Exercise instructions: Can you reproduce the passage of the text on the HBS goals essay from "Now, consider the" to "in this essay?", word for word?

Extracted text:

Harvard Business School (not HBS Adcom) says: “Each year we ask our classmates [this year class of 2009] a straightforward, simple question taken from the last lines of a poem by Pulitzer Prize-winning author, Mary Oliver. It seems such an easy question on the surface, but sometimes the easy questions are the hardest to answer. Indeed, although we ask for only 200 words or less, most people grapple with the question a long time. We share with you intimate and candid responses from the Class of 2009 to this question,”What is it you plan to do with your one wild and precious life?” See what the students plan to do.

Now, consider the HBS goals essay: “What is your career vision and why is this choice meaningful to you?”

What is “career vision?” In their terms, what does “vision” mean? What does “meaningful” really mean? What do they expect of you? What will, as they say, ‘cut the mustard’ in this essay?

In fact, “What is your career vision and why is this choice meaningful to you?” is effectively asking the same thing, that is: “What is it you plan to do with your one wild and precious life?” You may say you want to be a hospitality logistics manager or an aviation entrepreneur … or anything. There’s no right or wrong answer. The point is why is it worth spending your one wild and precious life on? You have to justify it in those terms. That’s how you make it into a right answer.

This is true of the goals essay to any top school, not just Harvard.

For the Portrait Project HBS students get 200 words. For the HBS admissions essay you get 400 because you need to spend time nailing down how ‘what you plan to do with your one wild and precious life’ makes sense in terms of your past, the Harvard MBA specifically, and recruitment.

(Stored data)
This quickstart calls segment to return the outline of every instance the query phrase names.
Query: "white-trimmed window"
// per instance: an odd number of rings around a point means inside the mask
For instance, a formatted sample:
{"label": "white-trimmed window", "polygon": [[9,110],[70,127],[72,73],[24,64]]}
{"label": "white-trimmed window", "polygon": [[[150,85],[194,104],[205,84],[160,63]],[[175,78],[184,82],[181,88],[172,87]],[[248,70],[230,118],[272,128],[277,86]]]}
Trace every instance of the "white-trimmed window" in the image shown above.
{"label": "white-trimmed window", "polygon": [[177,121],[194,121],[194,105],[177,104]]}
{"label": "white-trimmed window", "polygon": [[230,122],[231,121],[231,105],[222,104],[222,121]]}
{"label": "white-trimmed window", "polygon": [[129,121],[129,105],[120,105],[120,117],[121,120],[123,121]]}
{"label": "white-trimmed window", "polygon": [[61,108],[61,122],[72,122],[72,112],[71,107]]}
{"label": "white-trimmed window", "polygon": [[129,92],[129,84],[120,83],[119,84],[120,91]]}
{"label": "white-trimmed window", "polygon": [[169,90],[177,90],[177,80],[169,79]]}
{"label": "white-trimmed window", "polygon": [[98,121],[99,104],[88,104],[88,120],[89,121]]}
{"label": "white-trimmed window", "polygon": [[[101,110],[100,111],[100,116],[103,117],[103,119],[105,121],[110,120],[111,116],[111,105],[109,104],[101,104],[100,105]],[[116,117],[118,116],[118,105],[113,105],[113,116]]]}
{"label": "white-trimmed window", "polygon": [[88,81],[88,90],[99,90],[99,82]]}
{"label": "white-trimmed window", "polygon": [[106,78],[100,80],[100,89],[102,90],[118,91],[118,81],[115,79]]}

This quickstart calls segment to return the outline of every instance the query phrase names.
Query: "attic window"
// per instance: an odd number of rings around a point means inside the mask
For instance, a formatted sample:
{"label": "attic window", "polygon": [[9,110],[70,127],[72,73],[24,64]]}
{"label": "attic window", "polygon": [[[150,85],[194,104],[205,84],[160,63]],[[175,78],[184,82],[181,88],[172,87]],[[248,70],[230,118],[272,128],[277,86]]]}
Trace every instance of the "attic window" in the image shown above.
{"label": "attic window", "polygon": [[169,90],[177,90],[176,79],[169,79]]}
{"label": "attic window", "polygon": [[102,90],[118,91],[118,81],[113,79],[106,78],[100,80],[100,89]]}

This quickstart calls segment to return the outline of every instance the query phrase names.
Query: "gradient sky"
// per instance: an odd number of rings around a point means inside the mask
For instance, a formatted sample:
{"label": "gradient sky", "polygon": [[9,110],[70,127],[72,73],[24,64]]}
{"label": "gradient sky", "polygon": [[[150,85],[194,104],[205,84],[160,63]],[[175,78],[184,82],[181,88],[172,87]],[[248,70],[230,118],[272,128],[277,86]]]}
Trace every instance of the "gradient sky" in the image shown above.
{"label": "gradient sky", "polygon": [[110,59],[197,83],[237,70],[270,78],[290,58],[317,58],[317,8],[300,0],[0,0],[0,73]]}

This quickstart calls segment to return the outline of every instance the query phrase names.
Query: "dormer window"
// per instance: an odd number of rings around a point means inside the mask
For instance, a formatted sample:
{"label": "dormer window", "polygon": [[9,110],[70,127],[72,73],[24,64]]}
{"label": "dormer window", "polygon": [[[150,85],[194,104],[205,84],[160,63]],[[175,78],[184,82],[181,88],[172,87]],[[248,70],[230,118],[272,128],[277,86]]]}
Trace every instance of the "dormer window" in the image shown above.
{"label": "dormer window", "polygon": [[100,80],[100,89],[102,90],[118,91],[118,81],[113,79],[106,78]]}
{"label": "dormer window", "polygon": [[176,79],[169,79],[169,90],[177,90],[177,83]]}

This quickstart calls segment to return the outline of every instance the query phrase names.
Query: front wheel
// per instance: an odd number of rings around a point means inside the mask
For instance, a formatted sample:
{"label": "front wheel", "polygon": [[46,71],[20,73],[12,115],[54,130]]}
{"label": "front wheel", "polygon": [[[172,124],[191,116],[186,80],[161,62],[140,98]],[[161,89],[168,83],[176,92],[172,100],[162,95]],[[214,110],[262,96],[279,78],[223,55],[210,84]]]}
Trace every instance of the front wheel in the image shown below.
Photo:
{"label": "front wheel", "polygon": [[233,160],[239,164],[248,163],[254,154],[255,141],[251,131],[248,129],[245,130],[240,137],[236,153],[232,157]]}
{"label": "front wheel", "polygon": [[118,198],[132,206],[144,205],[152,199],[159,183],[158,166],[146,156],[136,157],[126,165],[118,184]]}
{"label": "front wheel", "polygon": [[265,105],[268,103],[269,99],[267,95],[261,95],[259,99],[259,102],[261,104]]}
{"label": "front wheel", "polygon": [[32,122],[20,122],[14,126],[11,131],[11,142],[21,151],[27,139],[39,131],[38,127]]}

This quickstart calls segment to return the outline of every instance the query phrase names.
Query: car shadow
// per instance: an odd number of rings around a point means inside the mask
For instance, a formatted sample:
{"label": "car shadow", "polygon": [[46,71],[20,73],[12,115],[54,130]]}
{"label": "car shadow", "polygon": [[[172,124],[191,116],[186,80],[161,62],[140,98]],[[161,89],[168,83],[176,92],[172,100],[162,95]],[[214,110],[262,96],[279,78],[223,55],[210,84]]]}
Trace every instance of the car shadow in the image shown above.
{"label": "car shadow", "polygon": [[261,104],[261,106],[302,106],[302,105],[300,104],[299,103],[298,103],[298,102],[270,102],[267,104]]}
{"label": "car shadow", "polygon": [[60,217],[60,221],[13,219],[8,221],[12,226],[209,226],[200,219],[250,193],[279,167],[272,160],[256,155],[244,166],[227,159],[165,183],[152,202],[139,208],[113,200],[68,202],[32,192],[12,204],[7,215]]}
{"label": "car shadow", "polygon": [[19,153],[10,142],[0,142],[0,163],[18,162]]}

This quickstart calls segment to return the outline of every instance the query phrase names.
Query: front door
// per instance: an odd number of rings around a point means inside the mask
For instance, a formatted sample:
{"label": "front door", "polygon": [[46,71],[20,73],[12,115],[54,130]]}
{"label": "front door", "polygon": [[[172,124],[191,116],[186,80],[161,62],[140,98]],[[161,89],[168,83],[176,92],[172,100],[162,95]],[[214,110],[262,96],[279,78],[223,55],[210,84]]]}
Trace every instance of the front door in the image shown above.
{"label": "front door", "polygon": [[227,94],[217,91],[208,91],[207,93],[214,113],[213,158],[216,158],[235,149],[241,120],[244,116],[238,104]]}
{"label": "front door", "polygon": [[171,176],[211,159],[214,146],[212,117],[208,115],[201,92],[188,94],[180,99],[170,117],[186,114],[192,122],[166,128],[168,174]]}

Exercise solution:
Now, consider the HBS goals essay: “What is your career vision and why is this choice meaningful to you?”

What is “career vision?” In their terms, what does “vision” mean? What does “meaningful” really mean? What do they expect of you? What will, as they say, ‘cut the mustard’ in this essay?